* _EXTRACT TO READ_
· · · · · · ·

Take Vitamins

I advise my patients to take vitamin C because the majority of the research suggests that antioxidants protect against memory loss due to aging and dementia, including Alzheimer's disease. Antiox-idants combat free radicals, destructive molecules that occur naturally in the body and damage healthy tissue, including brain tissue. We know that free radicals accelerate the aging process, and therefore, it's reasonable to assume that they promote age-related memory loss. It's also likely that free radicals contribute to the development of Alzheimer's disease, because oxidative damage has been found on autopsy in the brains of Alzheimer's patients.

One study suggests that vitamins E and C are beneficial in the treatment of age-related memory loss. The 2002 study published in the Archives of Neurology suggested that vitamin E, but not the other antioxidants, may help slow the rate of age-related mental decline. Researchers surveyed 2,889 individuals (average age of seventy-four) with regard to nutritional intake and use of vitamin and mineral supplements and evaluated changes in cognitive function over an average of about three years. People who consumed the most vitamin E exhibited 36 percent less cognitive decline than those who consumed the least.

There's also evidence that vitamins C and E, taken together, might protect against dementia. A study of 3,385 Japanese American men ages seventy-one to ninety-three found that those who reported regular use of vitamin C and E supplements had an 88 percent lower incidence of vascular dementia compared with those who did not use the supplements. The rate of dementia was lowest among men who had taken vitamins C and E the longest, suggesting that long-term use is important for helping to preserve cognitive function over time.

· · · · · · ·

Descriptions of regions in natural language:

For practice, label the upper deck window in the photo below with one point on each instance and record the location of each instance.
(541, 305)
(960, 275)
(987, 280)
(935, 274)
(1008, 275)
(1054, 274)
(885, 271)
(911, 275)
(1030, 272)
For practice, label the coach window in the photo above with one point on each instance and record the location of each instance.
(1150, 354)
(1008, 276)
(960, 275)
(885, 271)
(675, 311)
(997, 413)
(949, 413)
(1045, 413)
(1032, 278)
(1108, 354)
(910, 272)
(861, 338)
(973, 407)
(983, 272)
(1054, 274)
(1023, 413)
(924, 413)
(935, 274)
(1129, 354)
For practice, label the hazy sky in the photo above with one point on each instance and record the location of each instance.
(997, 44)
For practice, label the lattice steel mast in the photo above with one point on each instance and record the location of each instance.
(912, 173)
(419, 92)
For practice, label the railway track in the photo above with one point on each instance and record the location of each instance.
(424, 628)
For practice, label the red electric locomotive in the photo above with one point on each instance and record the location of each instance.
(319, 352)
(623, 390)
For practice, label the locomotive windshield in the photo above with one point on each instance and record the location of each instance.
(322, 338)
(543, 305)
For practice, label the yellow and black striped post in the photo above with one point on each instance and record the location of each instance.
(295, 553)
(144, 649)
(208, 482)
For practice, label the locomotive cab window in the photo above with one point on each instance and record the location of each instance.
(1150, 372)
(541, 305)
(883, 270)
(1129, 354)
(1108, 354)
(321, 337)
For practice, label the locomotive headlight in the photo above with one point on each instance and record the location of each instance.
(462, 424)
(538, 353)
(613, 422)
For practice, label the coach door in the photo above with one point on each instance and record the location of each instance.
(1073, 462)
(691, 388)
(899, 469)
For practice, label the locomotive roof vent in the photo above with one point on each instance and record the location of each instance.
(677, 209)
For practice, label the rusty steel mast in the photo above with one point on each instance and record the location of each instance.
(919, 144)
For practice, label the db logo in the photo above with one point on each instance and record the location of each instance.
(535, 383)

· · · · · · ·

* _PROBLEM STATEMENT_
Write out the passage on vitamins from "Take Vitamins" to "of Alzheimer's patients.", copying it word for word.

* _FINISHED EXERCISE_
Take Vitamins

I advise my patients to take vitamin C because the majority of the research suggests that antioxidants protect against memory loss due to aging and dementia, including Alzheimer's disease. Antiox-idants combat free radicals, destructive molecules that occur naturally in the body and damage healthy tissue, including brain tissue. We know that free radicals accelerate the aging process, and therefore, it's reasonable to assume that they promote age-related memory loss. It's also likely that free radicals contribute to the development of Alzheimer's disease, because oxidative damage has been found on autopsy in the brains of Alzheimer's patients.